* [TASK BRIEF]: Every line below needs to be transcribed without alteration, and no image may be carried over.

* [Referring expression data]:
========================================================================

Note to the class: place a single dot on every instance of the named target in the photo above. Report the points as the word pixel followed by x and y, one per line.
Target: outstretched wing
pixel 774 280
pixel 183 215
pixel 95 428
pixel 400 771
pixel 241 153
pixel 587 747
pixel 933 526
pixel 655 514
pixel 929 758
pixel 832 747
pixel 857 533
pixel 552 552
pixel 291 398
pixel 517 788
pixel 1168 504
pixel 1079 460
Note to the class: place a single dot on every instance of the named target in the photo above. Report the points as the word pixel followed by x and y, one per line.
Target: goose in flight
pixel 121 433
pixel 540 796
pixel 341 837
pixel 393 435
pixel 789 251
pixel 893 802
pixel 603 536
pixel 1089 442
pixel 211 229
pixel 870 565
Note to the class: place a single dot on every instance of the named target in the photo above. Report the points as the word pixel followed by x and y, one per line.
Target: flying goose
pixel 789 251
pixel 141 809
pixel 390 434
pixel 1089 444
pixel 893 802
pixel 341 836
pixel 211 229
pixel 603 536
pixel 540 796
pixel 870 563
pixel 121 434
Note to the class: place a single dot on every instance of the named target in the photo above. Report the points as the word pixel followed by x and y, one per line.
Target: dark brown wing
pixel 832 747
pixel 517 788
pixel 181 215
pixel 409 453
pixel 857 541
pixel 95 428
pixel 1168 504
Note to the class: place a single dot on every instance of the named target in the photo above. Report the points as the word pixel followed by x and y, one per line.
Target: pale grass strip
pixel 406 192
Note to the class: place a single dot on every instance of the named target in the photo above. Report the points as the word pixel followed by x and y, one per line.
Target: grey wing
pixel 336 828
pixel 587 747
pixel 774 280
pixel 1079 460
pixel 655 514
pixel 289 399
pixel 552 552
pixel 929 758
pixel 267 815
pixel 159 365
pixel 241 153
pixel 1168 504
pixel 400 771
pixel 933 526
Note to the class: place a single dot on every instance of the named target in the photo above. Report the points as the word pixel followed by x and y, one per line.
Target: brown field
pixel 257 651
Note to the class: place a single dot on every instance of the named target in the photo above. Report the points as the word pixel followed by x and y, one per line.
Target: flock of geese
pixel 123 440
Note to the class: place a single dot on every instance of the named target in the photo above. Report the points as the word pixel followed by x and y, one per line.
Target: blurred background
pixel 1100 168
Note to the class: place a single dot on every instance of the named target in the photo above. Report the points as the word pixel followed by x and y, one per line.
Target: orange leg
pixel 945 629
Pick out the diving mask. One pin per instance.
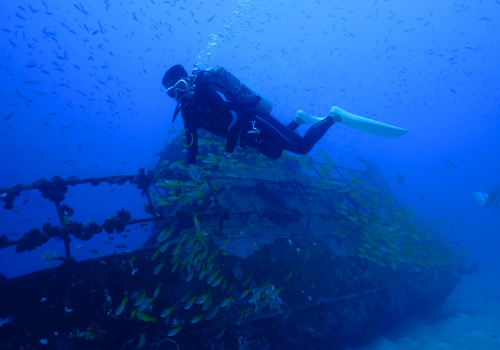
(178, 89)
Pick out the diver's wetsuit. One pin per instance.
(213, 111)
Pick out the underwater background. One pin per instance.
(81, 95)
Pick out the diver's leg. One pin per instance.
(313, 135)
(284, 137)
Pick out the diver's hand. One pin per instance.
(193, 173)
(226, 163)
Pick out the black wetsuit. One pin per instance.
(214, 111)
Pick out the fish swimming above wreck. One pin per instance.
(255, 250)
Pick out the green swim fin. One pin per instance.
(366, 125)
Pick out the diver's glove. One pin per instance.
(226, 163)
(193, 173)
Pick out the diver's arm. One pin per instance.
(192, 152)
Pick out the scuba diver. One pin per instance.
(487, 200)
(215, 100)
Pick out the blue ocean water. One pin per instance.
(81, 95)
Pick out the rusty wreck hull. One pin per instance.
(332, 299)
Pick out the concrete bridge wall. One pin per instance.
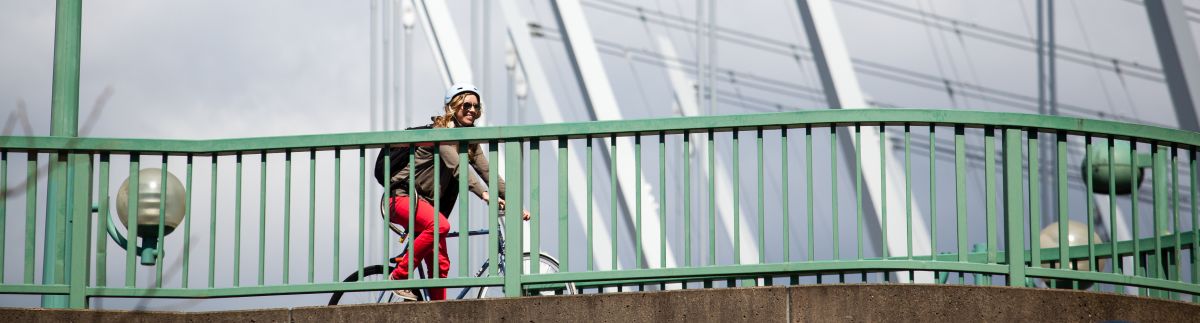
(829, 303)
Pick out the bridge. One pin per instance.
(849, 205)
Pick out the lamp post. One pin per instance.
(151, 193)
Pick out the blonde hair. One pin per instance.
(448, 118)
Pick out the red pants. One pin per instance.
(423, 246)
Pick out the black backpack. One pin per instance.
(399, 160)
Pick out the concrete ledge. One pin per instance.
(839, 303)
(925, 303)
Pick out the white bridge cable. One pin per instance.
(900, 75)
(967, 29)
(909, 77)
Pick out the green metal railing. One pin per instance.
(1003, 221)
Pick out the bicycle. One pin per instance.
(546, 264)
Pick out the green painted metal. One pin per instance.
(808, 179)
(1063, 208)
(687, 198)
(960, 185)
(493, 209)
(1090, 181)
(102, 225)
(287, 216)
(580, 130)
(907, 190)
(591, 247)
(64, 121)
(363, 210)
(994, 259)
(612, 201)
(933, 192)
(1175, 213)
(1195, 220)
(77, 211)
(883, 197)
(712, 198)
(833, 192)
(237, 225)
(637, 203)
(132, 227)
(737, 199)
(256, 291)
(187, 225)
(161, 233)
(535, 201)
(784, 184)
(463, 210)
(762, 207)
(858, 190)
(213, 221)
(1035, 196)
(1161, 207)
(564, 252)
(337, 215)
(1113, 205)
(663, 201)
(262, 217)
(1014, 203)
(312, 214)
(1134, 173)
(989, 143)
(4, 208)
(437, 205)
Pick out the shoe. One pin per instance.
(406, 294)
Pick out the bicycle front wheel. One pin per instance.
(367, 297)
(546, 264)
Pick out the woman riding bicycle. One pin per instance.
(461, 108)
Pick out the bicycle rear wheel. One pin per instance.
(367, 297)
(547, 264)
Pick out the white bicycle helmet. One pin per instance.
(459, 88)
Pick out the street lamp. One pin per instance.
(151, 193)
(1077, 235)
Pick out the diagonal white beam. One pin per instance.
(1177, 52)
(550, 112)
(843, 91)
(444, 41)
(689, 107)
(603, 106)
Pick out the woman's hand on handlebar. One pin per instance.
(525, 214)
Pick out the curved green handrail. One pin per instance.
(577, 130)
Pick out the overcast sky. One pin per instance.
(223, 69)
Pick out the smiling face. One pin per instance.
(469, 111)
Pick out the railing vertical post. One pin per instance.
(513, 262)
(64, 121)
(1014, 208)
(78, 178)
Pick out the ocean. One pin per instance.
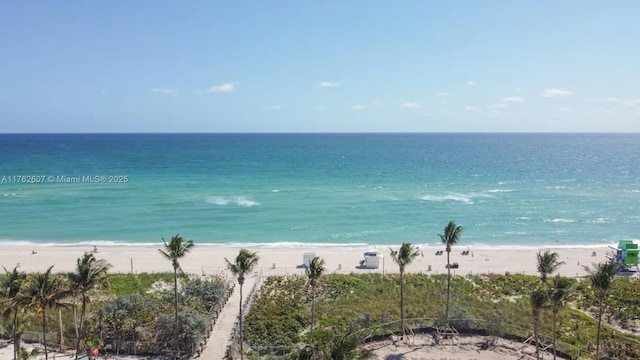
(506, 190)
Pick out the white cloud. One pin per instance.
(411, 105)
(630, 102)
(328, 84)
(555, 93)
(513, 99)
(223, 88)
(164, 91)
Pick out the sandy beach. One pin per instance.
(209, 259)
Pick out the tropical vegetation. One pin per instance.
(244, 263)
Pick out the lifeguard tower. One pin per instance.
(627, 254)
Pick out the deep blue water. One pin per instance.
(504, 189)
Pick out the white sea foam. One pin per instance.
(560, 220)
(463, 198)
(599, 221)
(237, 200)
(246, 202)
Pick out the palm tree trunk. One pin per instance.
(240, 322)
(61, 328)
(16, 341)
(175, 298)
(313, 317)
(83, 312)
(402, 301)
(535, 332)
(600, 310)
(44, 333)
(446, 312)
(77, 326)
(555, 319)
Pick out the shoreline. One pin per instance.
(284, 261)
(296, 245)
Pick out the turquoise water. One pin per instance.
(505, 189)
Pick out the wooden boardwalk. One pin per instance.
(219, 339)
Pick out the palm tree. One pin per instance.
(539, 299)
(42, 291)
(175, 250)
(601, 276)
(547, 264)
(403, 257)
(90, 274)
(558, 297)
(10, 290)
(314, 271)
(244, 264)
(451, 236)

========================================================================

* [EXERCISE RESULT]:
Note to the class: place a single dot on every instance of the named target in the photo above. Report the points as the word pixel followed by x and y, one per line.
Target: outstretched wing
pixel 774 280
pixel 183 215
pixel 95 428
pixel 400 771
pixel 241 153
pixel 587 747
pixel 933 526
pixel 655 514
pixel 929 758
pixel 832 747
pixel 857 533
pixel 552 552
pixel 291 398
pixel 517 788
pixel 1168 504
pixel 1079 460
Note to the class: place a single dot on every instance of the named target in the photo above. Report the points as the word pixel followed by x and y, one per line.
Target: goose in flight
pixel 121 433
pixel 540 796
pixel 341 837
pixel 393 435
pixel 789 251
pixel 893 802
pixel 603 536
pixel 1089 442
pixel 211 229
pixel 870 565
Note to the class: place a single dot on every instance of the named target in the photo above. Report the points as the word pixel followed by x and y, one per line.
Target: flying goose
pixel 789 251
pixel 141 809
pixel 390 434
pixel 1089 444
pixel 893 802
pixel 341 836
pixel 211 229
pixel 603 536
pixel 540 796
pixel 870 563
pixel 121 434
Note to the class: place a single dot on every instance of the named target in the photo above. Report the points as the word pixel followed by x and y, one per line.
Target: dark brown wing
pixel 832 747
pixel 517 788
pixel 181 215
pixel 409 453
pixel 857 541
pixel 95 428
pixel 1168 504
Note to the class: place a single dot on every instance of the named target in the photo above. Report the points as the word pixel followed by x and y, one per line.
Target: pale grass strip
pixel 406 192
Note to the class: place a single dot on every instance of the named target in the photo above. Report the points as the word pixel followed by x and y, one per line.
Target: grey wing
pixel 336 828
pixel 587 747
pixel 774 280
pixel 1079 460
pixel 655 514
pixel 289 399
pixel 552 552
pixel 929 758
pixel 267 815
pixel 159 365
pixel 241 153
pixel 1168 504
pixel 400 771
pixel 933 526
Note to the class: place a single dot on every instance of the named target in the photo above. Report the points as the word pixel followed by x and y, one per line.
Target: brown field
pixel 257 651
Note to the class: place a single dot on every instance of the named target in the photo above. Report the points as the word pixel followed by x and y, one per line.
Target: flock of geese
pixel 123 440
Note to the class: place a single dot on every instance of the named target in the photo above. Report the points as the word pixel followed by x and y, one per line.
Target: blurred background
pixel 1100 168
Note to the class: place a single dot on every instance of the named target in the photo above. Report the points as the word pixel followed by x and y, one per line.
Target: orange leg
pixel 945 629
Pick out the diving mask. One pin per instance.
(178, 89)
Pick out the diver's wetsuit. One pin per instance.
(213, 111)
Pick out the underwater background. One pin per instance.
(81, 95)
Pick out the diver's leg. One pin per instance.
(313, 135)
(284, 137)
Pick out the diver's hand. One pin per instance.
(193, 173)
(226, 163)
Pick out the black wetsuit. One pin per instance.
(214, 111)
Pick out the fish swimming above wreck. One pin per instance.
(255, 250)
Pick out the green swim fin. One pin per instance.
(366, 125)
Pick out the diver's glove. One pin per instance.
(226, 163)
(193, 173)
Pick out the diver's arm. One pin per instance.
(192, 152)
Pick out the scuba diver. One pin per instance.
(487, 200)
(215, 100)
Pick out the blue ocean water. One pin per instance.
(81, 95)
Pick out the rusty wreck hull. One pin per instance.
(332, 299)
Pick out the concrete bridge wall. One pin per instance.
(829, 303)
Pick out the bridge. One pin per instance.
(849, 205)
Pick out the lamp post. One pin per instance.
(151, 193)
Pick out the blonde hair. One pin per instance.
(448, 118)
Pick out the red pants. One pin per instance.
(423, 246)
Pick out the black backpack. One pin per instance.
(399, 160)
Pick out the concrete ledge. One pin per instance.
(839, 303)
(925, 303)
Pick out the white bridge cable. One pin per instance.
(900, 75)
(967, 29)
(909, 77)
Pick out the green metal railing. One pin per instance.
(1003, 221)
Pick out the bicycle. One pin per instance.
(546, 264)
Pick out the green painted metal. One pin per instance.
(808, 179)
(1063, 208)
(687, 198)
(960, 185)
(493, 209)
(1090, 181)
(102, 225)
(287, 216)
(580, 130)
(907, 190)
(591, 247)
(64, 121)
(363, 210)
(994, 259)
(612, 201)
(933, 192)
(1175, 213)
(1195, 220)
(77, 211)
(883, 197)
(712, 198)
(833, 192)
(237, 225)
(637, 203)
(132, 227)
(737, 199)
(256, 291)
(187, 225)
(161, 233)
(535, 201)
(784, 184)
(463, 210)
(762, 207)
(858, 190)
(213, 221)
(1035, 196)
(1161, 207)
(564, 252)
(337, 215)
(1113, 205)
(663, 201)
(262, 217)
(1014, 203)
(312, 214)
(1134, 173)
(989, 143)
(4, 208)
(437, 205)
Pick out the shoe. One pin per instance.
(406, 294)
Pick out the bicycle front wheel. One pin per instance.
(367, 297)
(546, 264)
Pick out the woman riding bicycle. One pin per instance.
(461, 108)
Pick out the bicycle rear wheel. One pin per instance.
(367, 297)
(547, 264)
Pick out the white bicycle helmet. One pin per instance.
(459, 88)
Pick out the street lamp. One pin per instance.
(151, 193)
(1077, 235)
Pick out the diagonal white beam. One pin per instance.
(1177, 52)
(550, 112)
(843, 91)
(444, 41)
(689, 107)
(603, 106)
Pick out the woman's hand on handlebar. One pin per instance.
(525, 214)
Pick out the curved green handrail. One pin per instance.
(577, 130)
Pick out the overcast sky. One pin per instance.
(223, 69)
Pick out the smiling face. One pin per instance.
(469, 111)
Pick out the railing vertical post. One pin per instance.
(513, 262)
(64, 121)
(1014, 208)
(78, 178)
Pick out the ocean. One pin per instance.
(506, 190)
Pick out the white cloud. One pin per instance.
(411, 105)
(630, 102)
(328, 84)
(555, 93)
(513, 99)
(223, 88)
(164, 91)
Pick out the sandy beach. One pin per instance.
(209, 259)
Pick out the tropical vegetation. One pin per instance.
(244, 263)
Pick out the lifeguard tower. One pin per instance.
(627, 254)
Pick out the deep blue water. One pin per instance.
(504, 189)
Pick out the white sea foam. One pin per instance.
(560, 220)
(463, 198)
(599, 221)
(237, 200)
(246, 202)
Pick out the palm tree trunk. One pin per instance.
(240, 322)
(61, 328)
(16, 341)
(175, 298)
(313, 317)
(83, 312)
(402, 301)
(535, 332)
(600, 310)
(44, 333)
(446, 312)
(77, 326)
(555, 319)
Pick out the shoreline. One pin per instance.
(284, 261)
(296, 245)
Pick out the turquoise water. One pin per instance.
(505, 189)
Pick out the wooden boardwalk. One pin per instance.
(219, 339)
Pick out the palm tree. One pin per instance.
(539, 299)
(42, 291)
(175, 250)
(601, 276)
(547, 264)
(403, 257)
(90, 274)
(558, 297)
(10, 290)
(314, 271)
(244, 264)
(451, 236)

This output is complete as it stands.